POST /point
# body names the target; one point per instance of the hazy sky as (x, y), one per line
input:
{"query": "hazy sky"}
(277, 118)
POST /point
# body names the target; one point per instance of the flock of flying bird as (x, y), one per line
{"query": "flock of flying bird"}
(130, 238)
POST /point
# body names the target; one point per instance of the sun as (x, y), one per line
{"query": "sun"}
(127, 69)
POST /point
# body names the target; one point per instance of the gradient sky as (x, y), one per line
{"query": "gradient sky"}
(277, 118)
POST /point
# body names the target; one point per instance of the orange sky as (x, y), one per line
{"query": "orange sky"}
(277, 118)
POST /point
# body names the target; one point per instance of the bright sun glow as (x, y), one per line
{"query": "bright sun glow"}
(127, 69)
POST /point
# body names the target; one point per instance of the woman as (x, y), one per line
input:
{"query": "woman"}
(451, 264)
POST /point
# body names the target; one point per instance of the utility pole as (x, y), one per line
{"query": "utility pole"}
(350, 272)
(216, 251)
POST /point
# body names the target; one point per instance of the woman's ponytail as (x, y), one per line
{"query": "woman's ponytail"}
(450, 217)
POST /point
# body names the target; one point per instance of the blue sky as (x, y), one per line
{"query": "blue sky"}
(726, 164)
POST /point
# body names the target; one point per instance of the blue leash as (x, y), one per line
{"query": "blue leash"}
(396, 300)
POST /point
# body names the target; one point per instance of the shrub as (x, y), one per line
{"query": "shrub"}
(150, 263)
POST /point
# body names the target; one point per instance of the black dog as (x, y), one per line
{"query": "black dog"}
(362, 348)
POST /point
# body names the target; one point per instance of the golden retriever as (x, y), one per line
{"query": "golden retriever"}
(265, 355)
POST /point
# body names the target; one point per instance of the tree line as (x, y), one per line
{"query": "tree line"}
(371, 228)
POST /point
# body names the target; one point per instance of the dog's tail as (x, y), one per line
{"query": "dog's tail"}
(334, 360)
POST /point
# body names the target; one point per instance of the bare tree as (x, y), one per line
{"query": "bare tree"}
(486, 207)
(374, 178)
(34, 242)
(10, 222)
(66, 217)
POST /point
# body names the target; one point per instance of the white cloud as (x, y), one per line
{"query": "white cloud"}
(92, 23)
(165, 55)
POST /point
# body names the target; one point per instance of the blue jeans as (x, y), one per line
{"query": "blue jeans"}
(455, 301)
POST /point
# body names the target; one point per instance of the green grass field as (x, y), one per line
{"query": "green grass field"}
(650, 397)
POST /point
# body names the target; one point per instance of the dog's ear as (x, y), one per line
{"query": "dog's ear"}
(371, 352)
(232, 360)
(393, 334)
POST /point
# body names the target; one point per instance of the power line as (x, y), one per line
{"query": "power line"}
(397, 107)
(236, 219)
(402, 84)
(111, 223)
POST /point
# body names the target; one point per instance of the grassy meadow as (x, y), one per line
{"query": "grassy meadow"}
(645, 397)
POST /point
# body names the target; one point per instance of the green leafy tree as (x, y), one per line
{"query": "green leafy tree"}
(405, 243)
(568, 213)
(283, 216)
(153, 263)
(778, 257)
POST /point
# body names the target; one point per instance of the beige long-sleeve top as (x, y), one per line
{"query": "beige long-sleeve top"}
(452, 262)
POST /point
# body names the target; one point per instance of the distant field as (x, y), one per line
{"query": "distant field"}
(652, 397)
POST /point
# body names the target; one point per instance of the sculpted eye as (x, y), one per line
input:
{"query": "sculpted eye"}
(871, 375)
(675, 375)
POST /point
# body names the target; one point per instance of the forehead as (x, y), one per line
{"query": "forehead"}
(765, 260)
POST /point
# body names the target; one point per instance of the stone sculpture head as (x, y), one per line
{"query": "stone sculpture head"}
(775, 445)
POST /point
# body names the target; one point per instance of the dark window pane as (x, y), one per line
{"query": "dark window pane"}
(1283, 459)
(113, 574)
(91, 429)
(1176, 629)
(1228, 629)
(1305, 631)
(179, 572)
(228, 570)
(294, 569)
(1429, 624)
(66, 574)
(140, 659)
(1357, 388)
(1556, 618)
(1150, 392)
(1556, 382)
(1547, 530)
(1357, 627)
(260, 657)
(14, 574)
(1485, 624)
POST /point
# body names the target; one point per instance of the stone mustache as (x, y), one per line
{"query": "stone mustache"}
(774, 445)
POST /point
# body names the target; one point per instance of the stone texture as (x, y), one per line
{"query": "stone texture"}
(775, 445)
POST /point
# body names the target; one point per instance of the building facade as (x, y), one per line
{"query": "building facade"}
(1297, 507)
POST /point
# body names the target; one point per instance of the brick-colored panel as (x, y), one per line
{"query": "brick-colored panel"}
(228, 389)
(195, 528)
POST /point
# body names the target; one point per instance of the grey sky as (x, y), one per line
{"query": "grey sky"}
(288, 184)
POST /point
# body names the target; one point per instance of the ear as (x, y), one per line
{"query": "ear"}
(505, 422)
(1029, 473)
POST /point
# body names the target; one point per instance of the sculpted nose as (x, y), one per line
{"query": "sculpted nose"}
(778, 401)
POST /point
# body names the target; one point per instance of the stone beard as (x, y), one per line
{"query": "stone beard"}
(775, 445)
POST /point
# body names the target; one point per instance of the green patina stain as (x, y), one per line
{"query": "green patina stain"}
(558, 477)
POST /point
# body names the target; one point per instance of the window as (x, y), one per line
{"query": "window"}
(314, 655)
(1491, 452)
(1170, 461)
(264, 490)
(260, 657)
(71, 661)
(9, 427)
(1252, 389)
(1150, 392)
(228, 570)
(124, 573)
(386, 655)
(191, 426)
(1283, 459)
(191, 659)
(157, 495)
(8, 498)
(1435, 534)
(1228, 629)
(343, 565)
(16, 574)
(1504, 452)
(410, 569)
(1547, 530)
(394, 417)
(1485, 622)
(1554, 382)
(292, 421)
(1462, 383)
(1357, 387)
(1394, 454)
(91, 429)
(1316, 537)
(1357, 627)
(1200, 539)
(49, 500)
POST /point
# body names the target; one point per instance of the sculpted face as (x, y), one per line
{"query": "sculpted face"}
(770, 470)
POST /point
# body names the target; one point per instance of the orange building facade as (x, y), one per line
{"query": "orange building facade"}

Work to complete →
Would you please write out the entire listing exactly?

Exercise answer →
POST /point
# body names the target; one point per instance of the hazy sky as (x, y), one per line
input:
{"query": "hazy sky"}
(277, 118)
POST /point
# body names the target; one point per instance of the flock of flying bird as (x, y), one per line
{"query": "flock of flying bird"}
(130, 238)
POST /point
# body names the target; one point per instance of the sun as (x, y), one per line
{"query": "sun"}
(127, 69)
POST /point
# body names the target; one point per instance of the gradient sky as (x, y), one per line
{"query": "gradient sky"}
(277, 118)
POST /point
# body names the target; one point per instance of the orange sky as (x, y), one per line
{"query": "orange sky"}
(277, 118)
POST /point
# body names the target; one point per instance of the bright sun glow as (x, y), one per line
{"query": "bright sun glow"}
(127, 69)
POST /point
# body names the target; one point per instance of the woman as (x, y), one per line
input:
{"query": "woman"}
(451, 264)
POST /point
# body names the target; one point per instance of the utility pole as (x, y), one per line
{"query": "utility pole"}
(350, 272)
(216, 251)
POST /point
# body names the target; one point per instance of the woman's ponytail as (x, y), one per line
{"query": "woman's ponytail"}
(450, 217)
POST /point
# body names the target; one point per instance of the blue sky as (x, y), one per line
{"query": "blue sky"}
(726, 164)
POST /point
# body names the target; one point per instance of the blue leash as (x, y), one per line
{"query": "blue leash"}
(396, 300)
POST /point
# body names the target; one point per instance of the shrub as (x, y), one per line
{"query": "shrub"}
(150, 263)
POST /point
# body names the target; one point per instance of the black dog as (x, y), one per line
{"query": "black dog"}
(362, 348)
POST /point
# body names the target; one point per instance of the golden retriever as (x, y), one per line
{"query": "golden retriever"}
(265, 355)
POST /point
# body names the target; one point per instance of the tree line as (x, y), one per line
{"query": "tree line"}
(371, 228)
POST /point
# body names the target; one point per instance of the dog's tail as (x, y), one per line
{"query": "dog's tail"}
(334, 360)
POST /point
# body names the target; one point per instance of the bare tree as (x, y), one per line
{"query": "bare tree"}
(486, 207)
(374, 178)
(34, 242)
(10, 222)
(66, 217)
POST /point
# body names the target; one point per instance of the white cloud as (x, y), one per line
{"query": "white cloud"}
(92, 23)
(165, 55)
POST /point
# body names the target; one point per instance of the blue jeans as (x, y), one per line
{"query": "blue jeans"}
(455, 301)
POST /point
# body names the target; one point per instance of the green grass field as (x, y), one per line
{"query": "green grass field"}
(650, 397)
POST /point
# body names the target; one point per instance of the dog's ear as (x, y), one per line
{"query": "dog's ear"}
(371, 352)
(232, 360)
(393, 334)
POST /point
# body names the target; one point per instance of the power line as (x, y), one per line
{"query": "power line"}
(397, 107)
(236, 219)
(402, 84)
(111, 223)
POST /point
# body names the target; one point per instance of the grassy meadow as (x, y), one per line
{"query": "grassy meadow"}
(645, 397)
POST /point
# body names the target; one point per instance of the green leafy tree as (x, y), one per line
{"query": "green leafy tree"}
(405, 243)
(568, 213)
(283, 216)
(153, 263)
(778, 257)
POST /point
# body names the target; one point per instance of the beige long-sleeve top as (x, y), one per line
{"query": "beige long-sleeve top"}
(452, 262)
POST /point
# body names the target; one point per instance of the distant field as (x, y), one per line
{"query": "distant field"}
(652, 397)
POST /point
# body names the target; one point per instance of the sculpted eye as (x, y), one per line
input:
{"query": "sculpted eye"}
(871, 375)
(675, 375)
POST /point
# body names the target; one point per instance of the forehead as (x, y), one per line
{"query": "forehead"}
(765, 260)
POST /point
# body names the target; one point per instance of the stone sculpture head as (x, y), one per line
{"query": "stone sculpture head"}
(775, 445)
POST /point
# body names the target; one point per instance of the dark window pane as (x, y), one per line
{"query": "dark window pane"}
(1283, 459)
(113, 574)
(91, 429)
(1176, 629)
(1228, 629)
(1305, 631)
(179, 572)
(228, 570)
(294, 569)
(1429, 624)
(66, 574)
(140, 659)
(1357, 388)
(1556, 618)
(1150, 392)
(1556, 382)
(1547, 530)
(1357, 627)
(260, 657)
(14, 574)
(1485, 624)
POST /point
# body names the target; one point per instance of the stone mustache as (x, y), one per line
{"query": "stone mustache"}
(774, 445)
POST /point
# body names the target; one point per instance of the stone texture as (x, y), one per line
{"query": "stone texture"}
(775, 445)
POST /point
# body names the target; one point per instance of the building facade as (x, y), one per line
{"query": "building facade"}
(1297, 507)
POST /point
# body names the target; one point per instance of the brick-colored panel as (x, y), one per line
{"query": "brick-colored panel"}
(228, 389)
(195, 528)
POST /point
# body names the target; one point per instance of the grey sky as (x, y), one per line
{"query": "grey sky"}
(288, 184)
POST /point
# body names the target; one point per instance of the ear as (x, y), one per line
{"query": "ear"}
(505, 422)
(1029, 473)
POST /point
# body names the target; one point per instance of the sculpted nose as (x, y), one per line
{"query": "sculpted nose"}
(778, 401)
POST /point
# body names the target; one point per instance of the stone beard as (x, y), one per line
{"query": "stone beard"}
(775, 445)
POST /point
# body names the target; one point per instance of the green patina stain as (x, y), one per line
{"query": "green patina stain"}
(558, 477)
POST /point
# body names the target; one point per instance of the window as (x, y), one per line
{"query": "window"}
(314, 655)
(1491, 452)
(1170, 461)
(264, 490)
(260, 657)
(71, 661)
(9, 427)
(1252, 389)
(1150, 392)
(228, 570)
(124, 573)
(386, 655)
(191, 426)
(1283, 459)
(191, 659)
(157, 495)
(8, 498)
(1435, 534)
(1228, 629)
(343, 565)
(16, 574)
(1504, 452)
(410, 569)
(1547, 530)
(394, 417)
(1485, 622)
(1554, 382)
(292, 421)
(1462, 383)
(1357, 387)
(1394, 454)
(91, 429)
(1316, 537)
(1357, 627)
(1200, 539)
(49, 500)
POST /point
# body names the target; one point per instance of the sculpted face as (x, y), one per line
{"query": "sculpted face"}
(770, 470)
POST /point
# body names the target; one point per instance of the orange building facade as (x, y), one per line
{"query": "orange building facade"}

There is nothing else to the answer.